§ **Exercise description**
Put everything from the start of the material down to the line containing "375), (466, 457)]" into a JSON list of strings, one string per line, with blank lines and pictures left out.

Annotation records

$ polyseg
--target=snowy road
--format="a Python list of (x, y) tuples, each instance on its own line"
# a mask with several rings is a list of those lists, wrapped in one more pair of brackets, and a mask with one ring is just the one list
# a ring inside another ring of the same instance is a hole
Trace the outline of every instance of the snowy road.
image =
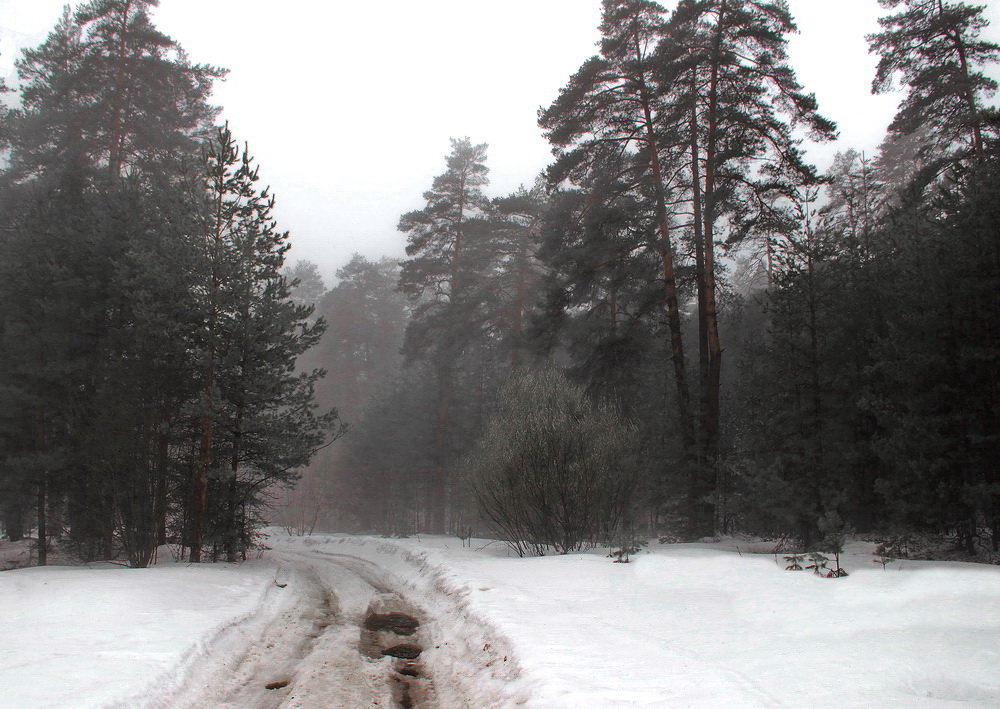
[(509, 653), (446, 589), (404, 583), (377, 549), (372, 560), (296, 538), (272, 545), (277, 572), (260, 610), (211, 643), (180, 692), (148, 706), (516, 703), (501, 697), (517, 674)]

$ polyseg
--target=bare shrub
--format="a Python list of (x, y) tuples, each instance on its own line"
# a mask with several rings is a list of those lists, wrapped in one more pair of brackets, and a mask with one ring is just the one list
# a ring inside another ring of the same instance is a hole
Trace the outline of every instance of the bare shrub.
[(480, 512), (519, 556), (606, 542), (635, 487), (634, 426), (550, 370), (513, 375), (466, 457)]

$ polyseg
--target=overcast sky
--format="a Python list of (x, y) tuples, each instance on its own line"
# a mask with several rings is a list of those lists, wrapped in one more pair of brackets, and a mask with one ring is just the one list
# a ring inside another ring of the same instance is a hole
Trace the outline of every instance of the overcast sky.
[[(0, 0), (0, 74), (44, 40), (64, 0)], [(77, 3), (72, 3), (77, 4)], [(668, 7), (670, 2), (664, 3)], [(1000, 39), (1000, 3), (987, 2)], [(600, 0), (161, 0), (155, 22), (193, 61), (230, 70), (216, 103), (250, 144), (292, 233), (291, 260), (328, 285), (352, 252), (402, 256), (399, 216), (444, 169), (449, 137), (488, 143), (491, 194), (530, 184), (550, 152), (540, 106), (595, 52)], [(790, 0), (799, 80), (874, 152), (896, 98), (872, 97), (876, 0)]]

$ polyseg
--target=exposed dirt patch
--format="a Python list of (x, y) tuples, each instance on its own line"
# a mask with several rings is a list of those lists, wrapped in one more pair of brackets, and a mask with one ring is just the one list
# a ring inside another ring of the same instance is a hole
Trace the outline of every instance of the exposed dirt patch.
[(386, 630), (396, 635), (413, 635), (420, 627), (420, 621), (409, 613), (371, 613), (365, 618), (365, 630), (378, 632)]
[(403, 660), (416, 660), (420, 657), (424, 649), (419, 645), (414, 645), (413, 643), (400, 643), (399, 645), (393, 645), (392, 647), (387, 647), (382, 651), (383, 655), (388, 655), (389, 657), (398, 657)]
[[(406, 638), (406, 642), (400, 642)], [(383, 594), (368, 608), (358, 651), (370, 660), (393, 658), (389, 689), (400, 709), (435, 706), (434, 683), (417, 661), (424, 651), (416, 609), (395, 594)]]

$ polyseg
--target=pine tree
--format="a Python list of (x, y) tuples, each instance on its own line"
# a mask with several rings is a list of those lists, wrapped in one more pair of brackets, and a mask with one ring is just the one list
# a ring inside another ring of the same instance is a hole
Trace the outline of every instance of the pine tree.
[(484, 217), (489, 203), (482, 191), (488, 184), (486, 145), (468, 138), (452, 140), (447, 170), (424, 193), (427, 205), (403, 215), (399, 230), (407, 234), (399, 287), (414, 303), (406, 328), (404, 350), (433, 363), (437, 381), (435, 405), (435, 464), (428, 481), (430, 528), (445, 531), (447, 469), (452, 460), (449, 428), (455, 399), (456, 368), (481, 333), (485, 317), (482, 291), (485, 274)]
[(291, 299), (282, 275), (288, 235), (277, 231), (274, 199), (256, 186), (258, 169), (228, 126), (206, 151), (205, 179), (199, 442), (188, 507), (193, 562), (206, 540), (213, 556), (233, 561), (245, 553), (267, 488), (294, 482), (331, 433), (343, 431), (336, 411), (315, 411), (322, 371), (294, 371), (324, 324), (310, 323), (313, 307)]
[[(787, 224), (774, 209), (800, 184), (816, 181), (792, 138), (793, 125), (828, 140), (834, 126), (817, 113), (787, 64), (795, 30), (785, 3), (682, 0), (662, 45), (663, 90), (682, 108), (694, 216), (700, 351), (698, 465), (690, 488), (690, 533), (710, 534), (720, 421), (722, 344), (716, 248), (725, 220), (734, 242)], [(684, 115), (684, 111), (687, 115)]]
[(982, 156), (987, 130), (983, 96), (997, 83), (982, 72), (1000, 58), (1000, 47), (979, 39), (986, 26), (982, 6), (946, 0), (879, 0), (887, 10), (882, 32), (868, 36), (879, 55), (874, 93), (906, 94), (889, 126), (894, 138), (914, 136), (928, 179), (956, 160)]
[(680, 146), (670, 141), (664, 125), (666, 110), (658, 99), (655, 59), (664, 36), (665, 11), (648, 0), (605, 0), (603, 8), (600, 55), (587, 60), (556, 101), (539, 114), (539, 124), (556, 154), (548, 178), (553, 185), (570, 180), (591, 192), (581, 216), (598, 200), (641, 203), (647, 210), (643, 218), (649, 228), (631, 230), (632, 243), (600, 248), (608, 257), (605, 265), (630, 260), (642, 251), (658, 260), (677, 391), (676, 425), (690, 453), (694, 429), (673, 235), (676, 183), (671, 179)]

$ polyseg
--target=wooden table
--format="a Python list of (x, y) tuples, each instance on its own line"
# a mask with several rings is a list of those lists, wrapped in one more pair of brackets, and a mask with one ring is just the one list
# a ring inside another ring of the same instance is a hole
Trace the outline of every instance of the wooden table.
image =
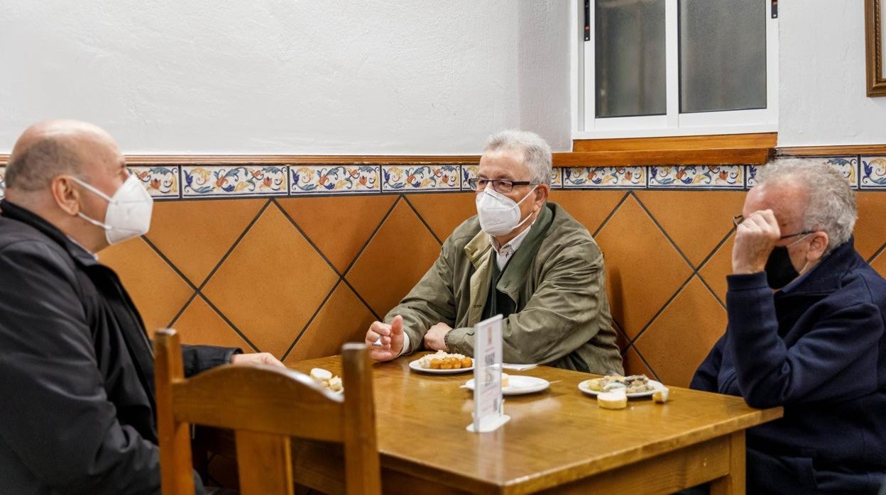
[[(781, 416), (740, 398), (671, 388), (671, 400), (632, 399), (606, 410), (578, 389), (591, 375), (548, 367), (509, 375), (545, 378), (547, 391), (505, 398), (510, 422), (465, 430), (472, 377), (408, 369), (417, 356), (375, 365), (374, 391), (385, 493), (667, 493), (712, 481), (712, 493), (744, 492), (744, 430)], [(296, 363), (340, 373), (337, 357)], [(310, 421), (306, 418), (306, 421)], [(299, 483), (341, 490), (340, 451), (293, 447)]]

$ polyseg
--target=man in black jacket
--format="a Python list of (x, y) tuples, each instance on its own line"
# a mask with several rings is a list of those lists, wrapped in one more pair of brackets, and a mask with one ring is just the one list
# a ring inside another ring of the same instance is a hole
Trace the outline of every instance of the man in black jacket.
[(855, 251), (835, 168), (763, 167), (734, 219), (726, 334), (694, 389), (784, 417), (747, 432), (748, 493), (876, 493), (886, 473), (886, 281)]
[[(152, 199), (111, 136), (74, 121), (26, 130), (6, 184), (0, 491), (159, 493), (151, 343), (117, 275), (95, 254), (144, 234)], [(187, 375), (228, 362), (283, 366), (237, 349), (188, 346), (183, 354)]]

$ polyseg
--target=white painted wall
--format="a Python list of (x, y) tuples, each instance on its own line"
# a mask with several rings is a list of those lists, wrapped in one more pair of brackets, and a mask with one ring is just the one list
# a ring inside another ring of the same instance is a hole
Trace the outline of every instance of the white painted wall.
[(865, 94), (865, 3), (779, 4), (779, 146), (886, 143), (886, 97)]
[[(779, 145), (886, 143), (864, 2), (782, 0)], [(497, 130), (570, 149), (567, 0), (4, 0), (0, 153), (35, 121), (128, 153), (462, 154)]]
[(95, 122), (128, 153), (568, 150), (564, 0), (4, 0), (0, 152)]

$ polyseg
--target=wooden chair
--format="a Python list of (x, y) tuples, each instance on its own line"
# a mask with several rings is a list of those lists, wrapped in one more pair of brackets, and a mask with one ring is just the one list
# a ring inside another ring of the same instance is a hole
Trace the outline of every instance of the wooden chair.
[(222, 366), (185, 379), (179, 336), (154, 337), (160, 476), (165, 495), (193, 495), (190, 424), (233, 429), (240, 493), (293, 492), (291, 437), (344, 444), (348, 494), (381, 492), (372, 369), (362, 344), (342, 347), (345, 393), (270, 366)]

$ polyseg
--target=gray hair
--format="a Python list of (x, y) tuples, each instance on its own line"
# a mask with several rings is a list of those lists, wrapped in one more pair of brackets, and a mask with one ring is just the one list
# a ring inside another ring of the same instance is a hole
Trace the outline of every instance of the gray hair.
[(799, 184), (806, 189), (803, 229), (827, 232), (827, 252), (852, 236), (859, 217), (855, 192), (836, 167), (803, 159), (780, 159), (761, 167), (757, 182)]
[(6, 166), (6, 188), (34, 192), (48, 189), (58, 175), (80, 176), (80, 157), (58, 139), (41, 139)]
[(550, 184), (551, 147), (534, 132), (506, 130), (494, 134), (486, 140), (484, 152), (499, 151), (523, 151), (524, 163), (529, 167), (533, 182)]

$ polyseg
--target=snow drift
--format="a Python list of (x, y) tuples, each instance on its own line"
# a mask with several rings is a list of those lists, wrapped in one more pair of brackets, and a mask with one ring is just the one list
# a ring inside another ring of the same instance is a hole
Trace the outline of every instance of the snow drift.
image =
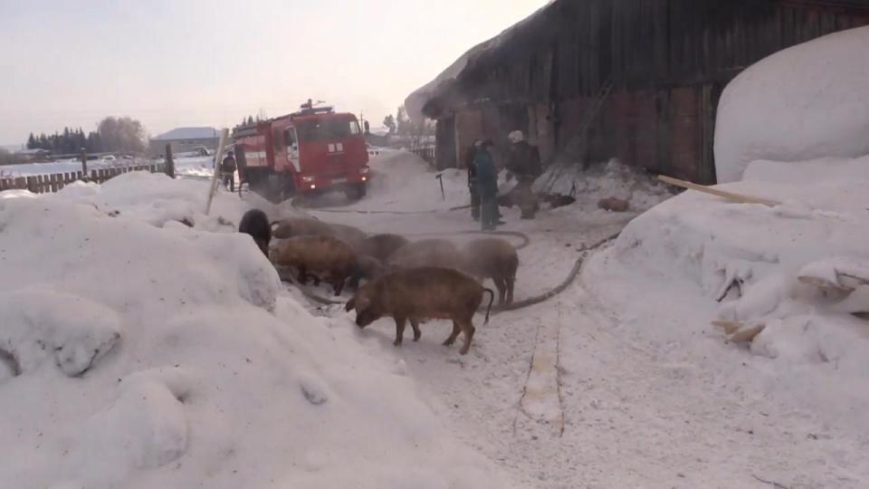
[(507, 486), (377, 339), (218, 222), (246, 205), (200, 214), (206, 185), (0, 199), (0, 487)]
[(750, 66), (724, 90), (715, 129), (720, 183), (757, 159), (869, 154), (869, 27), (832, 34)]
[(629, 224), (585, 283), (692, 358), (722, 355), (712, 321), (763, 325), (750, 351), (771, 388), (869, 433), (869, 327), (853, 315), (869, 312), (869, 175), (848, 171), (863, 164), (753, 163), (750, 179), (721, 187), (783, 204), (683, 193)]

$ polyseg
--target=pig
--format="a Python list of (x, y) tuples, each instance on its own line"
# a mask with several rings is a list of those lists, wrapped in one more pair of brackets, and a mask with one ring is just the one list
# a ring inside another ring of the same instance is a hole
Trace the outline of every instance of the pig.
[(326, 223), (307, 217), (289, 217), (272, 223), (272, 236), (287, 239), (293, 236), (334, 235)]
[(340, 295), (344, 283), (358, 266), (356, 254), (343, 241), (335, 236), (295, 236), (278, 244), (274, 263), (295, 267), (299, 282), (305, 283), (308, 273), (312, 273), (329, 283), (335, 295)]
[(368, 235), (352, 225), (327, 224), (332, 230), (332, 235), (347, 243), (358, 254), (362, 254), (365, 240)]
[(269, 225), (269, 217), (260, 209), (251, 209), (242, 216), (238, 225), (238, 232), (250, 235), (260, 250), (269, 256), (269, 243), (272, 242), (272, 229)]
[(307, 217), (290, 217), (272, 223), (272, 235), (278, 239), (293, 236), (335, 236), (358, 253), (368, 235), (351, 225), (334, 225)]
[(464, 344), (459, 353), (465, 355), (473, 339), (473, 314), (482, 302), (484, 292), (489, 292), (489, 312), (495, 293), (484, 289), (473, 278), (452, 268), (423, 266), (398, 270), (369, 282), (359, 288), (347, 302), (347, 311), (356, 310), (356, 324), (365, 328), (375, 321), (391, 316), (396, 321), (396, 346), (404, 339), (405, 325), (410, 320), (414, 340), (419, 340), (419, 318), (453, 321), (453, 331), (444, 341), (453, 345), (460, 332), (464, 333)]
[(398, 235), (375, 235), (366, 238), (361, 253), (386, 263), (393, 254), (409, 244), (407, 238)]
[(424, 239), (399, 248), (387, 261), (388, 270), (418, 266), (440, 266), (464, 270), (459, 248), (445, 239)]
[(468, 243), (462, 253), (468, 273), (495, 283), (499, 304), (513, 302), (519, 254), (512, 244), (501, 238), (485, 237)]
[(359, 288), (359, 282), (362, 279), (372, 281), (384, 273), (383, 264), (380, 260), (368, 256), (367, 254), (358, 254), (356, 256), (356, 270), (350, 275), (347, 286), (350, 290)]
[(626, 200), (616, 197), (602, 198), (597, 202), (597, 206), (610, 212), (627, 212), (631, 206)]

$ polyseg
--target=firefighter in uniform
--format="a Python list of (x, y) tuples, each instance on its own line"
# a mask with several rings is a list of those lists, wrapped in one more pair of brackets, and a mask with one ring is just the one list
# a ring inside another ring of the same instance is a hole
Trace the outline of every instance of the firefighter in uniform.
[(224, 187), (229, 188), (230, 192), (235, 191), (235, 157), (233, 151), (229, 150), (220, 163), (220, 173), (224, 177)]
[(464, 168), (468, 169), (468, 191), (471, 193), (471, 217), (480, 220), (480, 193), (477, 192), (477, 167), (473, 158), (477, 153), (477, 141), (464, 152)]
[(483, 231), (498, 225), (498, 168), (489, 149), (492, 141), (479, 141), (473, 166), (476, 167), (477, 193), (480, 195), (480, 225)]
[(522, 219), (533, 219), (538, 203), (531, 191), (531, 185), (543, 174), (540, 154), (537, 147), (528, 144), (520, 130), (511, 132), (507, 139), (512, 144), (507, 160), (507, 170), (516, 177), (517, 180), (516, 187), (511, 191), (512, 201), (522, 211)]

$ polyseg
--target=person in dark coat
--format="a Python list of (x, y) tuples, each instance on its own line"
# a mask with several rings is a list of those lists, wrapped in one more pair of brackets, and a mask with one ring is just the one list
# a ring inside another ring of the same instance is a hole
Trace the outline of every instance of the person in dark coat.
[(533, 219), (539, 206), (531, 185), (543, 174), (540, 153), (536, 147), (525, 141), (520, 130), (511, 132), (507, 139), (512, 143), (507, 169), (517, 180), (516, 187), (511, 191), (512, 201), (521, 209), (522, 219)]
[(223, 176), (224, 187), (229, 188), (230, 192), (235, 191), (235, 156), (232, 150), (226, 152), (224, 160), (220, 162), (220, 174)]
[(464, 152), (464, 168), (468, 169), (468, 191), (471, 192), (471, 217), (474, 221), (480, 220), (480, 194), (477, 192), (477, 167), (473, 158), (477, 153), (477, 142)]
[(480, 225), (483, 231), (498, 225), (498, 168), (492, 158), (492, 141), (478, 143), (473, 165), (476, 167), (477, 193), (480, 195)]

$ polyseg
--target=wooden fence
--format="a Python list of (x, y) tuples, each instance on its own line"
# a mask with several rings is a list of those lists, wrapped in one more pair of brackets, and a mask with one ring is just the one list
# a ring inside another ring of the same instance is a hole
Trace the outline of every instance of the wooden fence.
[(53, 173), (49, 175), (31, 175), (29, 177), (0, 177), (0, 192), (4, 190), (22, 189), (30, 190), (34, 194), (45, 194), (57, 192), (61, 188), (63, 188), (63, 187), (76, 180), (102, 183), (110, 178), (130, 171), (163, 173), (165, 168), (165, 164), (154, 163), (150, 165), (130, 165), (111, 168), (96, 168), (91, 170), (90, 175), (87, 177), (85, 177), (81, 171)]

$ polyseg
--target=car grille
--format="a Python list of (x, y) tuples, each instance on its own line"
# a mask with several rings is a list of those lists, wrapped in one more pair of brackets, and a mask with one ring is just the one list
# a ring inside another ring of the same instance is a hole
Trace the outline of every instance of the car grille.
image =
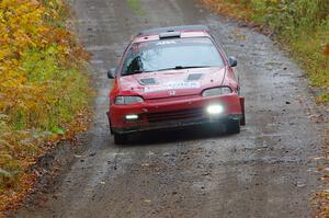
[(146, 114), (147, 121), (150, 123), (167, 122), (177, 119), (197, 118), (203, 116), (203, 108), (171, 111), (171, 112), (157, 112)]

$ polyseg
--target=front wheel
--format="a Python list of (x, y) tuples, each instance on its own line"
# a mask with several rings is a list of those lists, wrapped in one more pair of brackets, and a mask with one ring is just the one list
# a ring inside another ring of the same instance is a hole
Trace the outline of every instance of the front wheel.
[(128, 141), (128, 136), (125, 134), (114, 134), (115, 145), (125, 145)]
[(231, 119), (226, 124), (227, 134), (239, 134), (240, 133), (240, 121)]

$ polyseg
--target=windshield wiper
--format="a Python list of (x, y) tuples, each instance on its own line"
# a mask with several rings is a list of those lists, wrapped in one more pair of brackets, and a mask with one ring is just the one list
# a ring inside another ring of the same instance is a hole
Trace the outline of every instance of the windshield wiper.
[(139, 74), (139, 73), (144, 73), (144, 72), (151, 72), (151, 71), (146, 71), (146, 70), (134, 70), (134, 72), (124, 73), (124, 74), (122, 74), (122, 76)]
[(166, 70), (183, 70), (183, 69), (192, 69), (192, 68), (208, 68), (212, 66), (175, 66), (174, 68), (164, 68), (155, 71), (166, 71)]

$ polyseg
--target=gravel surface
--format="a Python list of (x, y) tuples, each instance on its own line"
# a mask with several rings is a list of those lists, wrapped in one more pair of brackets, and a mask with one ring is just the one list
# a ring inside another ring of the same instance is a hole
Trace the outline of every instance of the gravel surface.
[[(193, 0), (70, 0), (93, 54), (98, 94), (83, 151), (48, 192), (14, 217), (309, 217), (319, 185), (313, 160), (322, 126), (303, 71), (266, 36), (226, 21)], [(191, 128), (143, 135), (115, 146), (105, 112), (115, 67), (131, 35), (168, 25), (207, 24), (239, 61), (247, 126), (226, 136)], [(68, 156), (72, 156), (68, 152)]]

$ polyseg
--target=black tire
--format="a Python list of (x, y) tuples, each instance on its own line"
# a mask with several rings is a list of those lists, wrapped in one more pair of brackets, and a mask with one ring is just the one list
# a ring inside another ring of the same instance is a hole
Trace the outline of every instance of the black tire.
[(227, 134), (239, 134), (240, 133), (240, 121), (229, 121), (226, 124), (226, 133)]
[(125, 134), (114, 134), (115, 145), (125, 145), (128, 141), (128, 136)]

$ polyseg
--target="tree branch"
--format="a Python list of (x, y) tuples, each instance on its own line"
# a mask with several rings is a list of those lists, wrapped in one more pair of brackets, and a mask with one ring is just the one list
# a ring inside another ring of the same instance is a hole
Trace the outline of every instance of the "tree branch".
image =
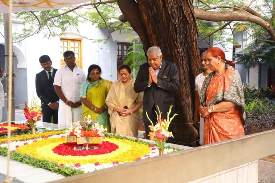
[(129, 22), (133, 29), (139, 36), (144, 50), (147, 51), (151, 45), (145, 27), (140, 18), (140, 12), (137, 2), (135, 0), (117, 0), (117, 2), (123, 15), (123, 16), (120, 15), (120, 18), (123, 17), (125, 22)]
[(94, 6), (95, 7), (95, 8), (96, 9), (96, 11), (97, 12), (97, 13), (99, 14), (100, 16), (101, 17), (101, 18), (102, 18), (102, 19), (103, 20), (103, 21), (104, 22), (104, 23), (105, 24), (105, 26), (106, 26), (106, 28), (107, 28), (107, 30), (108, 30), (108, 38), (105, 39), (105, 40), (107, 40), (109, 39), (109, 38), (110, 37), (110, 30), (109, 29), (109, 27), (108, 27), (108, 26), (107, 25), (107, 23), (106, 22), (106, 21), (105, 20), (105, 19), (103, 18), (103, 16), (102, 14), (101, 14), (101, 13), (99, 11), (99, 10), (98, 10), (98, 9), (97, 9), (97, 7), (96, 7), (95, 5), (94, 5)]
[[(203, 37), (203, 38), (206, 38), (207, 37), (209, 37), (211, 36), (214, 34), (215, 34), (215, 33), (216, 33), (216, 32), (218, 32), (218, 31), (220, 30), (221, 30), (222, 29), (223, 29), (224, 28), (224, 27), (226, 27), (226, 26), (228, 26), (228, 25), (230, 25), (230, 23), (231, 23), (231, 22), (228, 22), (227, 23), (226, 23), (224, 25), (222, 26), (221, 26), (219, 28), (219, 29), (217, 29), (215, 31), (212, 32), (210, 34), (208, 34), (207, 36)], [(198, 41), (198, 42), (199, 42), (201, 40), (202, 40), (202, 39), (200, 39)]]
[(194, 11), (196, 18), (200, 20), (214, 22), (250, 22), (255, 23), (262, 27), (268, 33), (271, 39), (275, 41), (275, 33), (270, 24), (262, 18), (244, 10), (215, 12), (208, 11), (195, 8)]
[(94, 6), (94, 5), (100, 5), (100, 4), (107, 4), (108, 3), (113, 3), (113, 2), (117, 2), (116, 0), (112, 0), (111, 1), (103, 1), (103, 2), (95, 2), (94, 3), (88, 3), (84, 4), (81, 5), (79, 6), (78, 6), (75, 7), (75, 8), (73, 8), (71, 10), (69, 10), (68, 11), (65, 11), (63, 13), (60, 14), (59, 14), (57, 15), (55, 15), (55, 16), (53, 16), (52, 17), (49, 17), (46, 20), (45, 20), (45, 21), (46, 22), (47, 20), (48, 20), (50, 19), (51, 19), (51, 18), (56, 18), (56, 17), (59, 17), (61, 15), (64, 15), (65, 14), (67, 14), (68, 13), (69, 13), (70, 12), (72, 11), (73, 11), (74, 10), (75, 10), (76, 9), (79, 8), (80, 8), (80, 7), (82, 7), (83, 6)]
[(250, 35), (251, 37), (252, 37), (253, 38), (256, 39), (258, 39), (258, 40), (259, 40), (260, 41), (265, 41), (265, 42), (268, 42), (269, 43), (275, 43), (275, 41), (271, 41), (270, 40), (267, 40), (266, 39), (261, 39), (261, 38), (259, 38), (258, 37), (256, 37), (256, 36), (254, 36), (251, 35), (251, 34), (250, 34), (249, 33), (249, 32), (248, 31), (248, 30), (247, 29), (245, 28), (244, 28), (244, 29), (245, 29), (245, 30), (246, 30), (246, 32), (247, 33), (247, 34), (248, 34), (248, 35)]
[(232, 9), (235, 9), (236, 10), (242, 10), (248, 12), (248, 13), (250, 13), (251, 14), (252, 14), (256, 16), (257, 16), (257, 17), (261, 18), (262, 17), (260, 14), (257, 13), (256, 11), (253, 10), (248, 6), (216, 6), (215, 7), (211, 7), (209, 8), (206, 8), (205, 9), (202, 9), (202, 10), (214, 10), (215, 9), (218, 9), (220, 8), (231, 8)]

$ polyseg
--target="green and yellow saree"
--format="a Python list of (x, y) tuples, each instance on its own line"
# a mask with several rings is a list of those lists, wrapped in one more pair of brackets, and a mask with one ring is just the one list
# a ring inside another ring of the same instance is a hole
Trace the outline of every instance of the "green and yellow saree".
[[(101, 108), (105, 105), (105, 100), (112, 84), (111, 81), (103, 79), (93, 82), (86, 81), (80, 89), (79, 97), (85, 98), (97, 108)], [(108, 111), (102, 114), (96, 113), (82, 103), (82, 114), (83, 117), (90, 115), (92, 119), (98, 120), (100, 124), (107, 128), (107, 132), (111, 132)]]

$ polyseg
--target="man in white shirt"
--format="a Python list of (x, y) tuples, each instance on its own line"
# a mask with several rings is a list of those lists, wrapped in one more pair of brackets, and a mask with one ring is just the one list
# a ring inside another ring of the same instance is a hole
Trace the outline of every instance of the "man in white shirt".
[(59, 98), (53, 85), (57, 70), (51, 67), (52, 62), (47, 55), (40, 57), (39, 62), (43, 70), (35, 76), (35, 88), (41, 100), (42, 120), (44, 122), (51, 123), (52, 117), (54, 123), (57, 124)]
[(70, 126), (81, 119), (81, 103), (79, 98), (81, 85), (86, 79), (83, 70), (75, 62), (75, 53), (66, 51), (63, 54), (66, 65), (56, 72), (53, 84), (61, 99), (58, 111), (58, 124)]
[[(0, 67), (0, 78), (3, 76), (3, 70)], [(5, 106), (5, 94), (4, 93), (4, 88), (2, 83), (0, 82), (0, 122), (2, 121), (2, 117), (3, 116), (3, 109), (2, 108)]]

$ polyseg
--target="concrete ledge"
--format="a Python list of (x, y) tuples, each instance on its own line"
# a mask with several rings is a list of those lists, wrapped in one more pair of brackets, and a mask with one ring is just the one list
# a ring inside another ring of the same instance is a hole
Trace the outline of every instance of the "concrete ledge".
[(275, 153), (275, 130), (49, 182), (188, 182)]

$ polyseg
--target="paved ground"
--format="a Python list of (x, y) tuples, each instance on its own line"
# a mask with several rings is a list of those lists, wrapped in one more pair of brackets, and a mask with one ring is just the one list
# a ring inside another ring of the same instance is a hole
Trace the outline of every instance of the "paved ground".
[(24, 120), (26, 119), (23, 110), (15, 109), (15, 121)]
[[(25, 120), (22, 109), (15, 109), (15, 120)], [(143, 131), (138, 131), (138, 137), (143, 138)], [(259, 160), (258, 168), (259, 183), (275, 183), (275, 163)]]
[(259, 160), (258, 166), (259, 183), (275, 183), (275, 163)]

§ **The result**
[
  "$ polyseg",
  "--target=snowy road",
  "--format=\"a Python list of (x, y) tuples, each instance on its own line\"",
  "# a mask with several rings is a list of those lists, wrapped in one more pair of brackets, and a mask with one ring is just the one list",
  "# a ring inside another ring of the same instance is a hole",
  "Trace the outline of every instance of the snowy road.",
  "image =",
  "[(509, 653), (446, 589), (404, 583), (377, 549), (372, 560), (296, 538), (272, 545), (277, 572), (260, 610), (211, 643), (180, 692), (148, 706), (516, 703), (501, 697), (517, 674)]",
  "$ polyseg",
  "--target=bare shrub",
  "--format=\"a Python list of (x, y) tuples, each instance on its own line\"",
  "# a mask with several rings is a list of those lists, wrapped in one more pair of brackets, and a mask with one ring is just the one list",
  "# a ring inside another ring of the same instance is a hole",
  "Trace the outline of every instance of the bare shrub.",
  "[(480, 512), (519, 556), (606, 542), (635, 487), (634, 426), (550, 370), (513, 375), (466, 457)]"
]